## BEGIN Data for the task

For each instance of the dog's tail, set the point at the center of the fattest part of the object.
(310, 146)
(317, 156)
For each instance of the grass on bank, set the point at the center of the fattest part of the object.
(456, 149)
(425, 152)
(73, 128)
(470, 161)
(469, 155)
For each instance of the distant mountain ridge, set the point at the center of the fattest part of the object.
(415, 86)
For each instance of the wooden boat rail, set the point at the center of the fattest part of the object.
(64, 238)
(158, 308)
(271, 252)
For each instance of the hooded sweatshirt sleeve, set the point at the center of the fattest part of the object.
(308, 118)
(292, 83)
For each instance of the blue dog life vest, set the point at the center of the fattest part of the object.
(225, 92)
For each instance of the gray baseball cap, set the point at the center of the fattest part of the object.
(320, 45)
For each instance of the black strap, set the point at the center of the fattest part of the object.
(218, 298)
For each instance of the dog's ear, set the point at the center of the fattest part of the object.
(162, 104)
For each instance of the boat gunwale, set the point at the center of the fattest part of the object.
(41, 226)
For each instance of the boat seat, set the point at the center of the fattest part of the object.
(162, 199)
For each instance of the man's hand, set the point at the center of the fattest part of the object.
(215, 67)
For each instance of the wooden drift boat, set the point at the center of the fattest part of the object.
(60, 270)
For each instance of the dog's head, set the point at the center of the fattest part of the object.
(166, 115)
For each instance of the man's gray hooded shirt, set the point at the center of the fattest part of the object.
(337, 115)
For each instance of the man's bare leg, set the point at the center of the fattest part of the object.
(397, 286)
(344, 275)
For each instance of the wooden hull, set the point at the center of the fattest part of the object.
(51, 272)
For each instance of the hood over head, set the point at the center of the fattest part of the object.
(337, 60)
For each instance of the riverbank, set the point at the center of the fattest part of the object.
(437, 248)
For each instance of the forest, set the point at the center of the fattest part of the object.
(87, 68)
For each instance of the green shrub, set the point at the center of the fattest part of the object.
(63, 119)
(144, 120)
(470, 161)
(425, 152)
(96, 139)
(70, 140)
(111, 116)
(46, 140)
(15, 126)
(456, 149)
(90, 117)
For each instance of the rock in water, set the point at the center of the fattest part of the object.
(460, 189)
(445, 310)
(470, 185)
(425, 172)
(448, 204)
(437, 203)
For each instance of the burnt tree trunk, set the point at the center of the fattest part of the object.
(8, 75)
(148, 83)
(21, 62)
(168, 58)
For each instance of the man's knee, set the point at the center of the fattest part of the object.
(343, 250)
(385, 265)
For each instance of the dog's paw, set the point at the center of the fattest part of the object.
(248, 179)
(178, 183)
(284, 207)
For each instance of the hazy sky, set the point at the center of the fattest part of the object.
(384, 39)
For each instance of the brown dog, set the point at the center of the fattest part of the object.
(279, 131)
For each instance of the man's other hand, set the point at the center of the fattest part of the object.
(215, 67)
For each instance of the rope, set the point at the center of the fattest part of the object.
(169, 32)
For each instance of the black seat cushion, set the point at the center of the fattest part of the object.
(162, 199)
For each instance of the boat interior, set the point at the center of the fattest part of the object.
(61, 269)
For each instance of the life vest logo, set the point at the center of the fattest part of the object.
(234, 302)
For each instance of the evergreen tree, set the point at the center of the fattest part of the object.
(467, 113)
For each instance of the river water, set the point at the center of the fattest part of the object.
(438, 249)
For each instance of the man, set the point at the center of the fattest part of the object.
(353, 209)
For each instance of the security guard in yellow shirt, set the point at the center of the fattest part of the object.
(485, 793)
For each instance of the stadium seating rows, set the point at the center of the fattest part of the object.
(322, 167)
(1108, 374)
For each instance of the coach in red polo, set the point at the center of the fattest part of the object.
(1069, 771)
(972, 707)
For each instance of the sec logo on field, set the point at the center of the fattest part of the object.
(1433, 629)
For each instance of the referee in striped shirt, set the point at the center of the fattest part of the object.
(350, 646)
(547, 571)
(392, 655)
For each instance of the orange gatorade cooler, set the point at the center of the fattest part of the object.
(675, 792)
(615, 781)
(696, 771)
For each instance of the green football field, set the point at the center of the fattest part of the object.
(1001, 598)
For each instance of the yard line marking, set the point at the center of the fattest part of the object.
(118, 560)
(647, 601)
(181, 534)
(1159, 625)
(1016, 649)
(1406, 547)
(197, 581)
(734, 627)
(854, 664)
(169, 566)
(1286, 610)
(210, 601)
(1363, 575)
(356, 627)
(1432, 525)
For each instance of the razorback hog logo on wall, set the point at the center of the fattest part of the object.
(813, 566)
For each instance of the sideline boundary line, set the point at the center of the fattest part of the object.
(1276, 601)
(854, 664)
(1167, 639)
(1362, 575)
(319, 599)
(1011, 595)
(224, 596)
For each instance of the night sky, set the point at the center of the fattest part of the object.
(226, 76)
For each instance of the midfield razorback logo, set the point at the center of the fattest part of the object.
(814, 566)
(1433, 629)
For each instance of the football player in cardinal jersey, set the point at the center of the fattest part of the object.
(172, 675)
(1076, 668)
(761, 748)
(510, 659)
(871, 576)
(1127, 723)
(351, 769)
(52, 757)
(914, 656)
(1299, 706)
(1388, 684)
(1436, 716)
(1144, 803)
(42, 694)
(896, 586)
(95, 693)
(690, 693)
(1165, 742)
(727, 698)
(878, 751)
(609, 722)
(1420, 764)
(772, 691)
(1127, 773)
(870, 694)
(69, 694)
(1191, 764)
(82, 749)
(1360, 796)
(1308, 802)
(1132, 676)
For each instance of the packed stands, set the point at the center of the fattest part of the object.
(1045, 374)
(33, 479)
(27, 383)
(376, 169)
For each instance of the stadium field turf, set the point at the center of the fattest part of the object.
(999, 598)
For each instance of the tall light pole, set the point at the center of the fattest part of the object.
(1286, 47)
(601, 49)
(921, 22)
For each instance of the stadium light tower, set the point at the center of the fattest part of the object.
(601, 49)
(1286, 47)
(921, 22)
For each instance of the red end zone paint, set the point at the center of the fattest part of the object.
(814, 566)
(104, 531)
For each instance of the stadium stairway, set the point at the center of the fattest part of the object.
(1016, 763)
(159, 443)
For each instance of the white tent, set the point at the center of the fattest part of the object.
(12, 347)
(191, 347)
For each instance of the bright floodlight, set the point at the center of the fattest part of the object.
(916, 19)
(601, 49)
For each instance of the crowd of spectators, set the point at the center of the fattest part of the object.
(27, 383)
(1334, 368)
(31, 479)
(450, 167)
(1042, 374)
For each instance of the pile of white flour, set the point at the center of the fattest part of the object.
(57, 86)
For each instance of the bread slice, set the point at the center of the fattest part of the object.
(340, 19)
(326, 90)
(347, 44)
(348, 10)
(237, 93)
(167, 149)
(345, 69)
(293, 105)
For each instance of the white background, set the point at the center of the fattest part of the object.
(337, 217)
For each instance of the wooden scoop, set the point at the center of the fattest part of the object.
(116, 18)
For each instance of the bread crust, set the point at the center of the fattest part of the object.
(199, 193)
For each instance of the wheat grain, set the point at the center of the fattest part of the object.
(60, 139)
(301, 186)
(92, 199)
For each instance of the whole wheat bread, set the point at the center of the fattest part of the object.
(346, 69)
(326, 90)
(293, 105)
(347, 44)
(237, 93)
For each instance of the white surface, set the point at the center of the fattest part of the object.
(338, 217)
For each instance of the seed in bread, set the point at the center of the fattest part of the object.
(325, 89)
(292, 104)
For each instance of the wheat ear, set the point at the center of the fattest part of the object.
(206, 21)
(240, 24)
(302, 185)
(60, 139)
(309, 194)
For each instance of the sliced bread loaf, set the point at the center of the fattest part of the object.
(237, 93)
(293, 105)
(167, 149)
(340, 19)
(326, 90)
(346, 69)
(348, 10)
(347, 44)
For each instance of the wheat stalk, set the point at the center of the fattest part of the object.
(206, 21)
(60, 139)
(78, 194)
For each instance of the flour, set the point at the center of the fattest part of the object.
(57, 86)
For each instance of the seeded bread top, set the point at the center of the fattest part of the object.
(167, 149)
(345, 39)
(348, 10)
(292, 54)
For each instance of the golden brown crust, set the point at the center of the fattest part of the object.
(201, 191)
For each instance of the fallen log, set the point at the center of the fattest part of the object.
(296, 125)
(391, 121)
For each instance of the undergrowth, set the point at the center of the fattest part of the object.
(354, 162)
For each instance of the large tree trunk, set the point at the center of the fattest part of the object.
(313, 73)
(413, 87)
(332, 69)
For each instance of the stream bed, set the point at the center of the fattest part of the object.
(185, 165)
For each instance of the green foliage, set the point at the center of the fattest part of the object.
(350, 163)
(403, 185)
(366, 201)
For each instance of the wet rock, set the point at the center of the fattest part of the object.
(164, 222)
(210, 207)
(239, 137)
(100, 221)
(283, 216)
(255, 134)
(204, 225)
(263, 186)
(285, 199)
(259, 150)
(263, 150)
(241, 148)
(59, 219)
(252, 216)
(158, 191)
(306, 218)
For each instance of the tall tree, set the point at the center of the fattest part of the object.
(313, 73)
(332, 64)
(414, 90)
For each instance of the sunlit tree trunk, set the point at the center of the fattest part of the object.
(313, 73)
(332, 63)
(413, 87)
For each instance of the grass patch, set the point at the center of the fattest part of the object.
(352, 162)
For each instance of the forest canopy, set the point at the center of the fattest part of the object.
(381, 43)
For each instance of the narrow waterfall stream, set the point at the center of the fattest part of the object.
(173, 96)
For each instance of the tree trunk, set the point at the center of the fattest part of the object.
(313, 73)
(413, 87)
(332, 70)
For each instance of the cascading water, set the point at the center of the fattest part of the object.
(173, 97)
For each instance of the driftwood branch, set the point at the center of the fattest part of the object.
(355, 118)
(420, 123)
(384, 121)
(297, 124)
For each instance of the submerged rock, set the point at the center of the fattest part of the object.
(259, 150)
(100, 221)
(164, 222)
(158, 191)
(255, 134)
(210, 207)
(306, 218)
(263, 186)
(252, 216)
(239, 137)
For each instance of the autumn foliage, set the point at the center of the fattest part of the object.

## END Data for the task

## [Task goal]
Set down, unchanged, the line that contains "For each instance of the wet" together with every later line in the records, through the last one.

## [Written response]
For each instance of the wet rock, set the point at the center of the fattest part of the object.
(164, 222)
(210, 207)
(239, 137)
(100, 221)
(283, 216)
(255, 134)
(204, 225)
(263, 186)
(285, 199)
(259, 150)
(263, 150)
(241, 148)
(59, 219)
(252, 216)
(158, 191)
(306, 218)
For each instance of the tall tree, set the point at the center of the fattest part of the object.
(313, 73)
(332, 64)
(414, 90)
For each instance of the sunlit tree trunk, set the point at the center of the fattest part of the object.
(313, 73)
(332, 63)
(413, 87)
For each instance of the grass patch, set the point at the center of the fattest part of the object.
(352, 162)
For each instance of the forest canopy, set the point at the center of the fattest part of the object.
(381, 43)
For each instance of the narrow waterfall stream, set the point at the center of the fattest part of the object.
(173, 96)
For each instance of the tree trunk, set the point at the center of the fattest part of the object.
(313, 73)
(413, 87)
(332, 70)
For each instance of the cascading water, set the point at the center of the fattest part of the object.
(173, 97)
For each instance of the driftwood branch, set the point at the center of the fattest part of the object.
(355, 118)
(420, 123)
(384, 121)
(297, 124)
For each instance of the submerged rock, set the point at the center of the fattest part of the object.
(259, 150)
(100, 221)
(164, 222)
(158, 191)
(255, 134)
(210, 207)
(306, 218)
(263, 186)
(252, 216)
(239, 137)
For each instance of the autumn foliage, set the point at the center of the fattest part of the object.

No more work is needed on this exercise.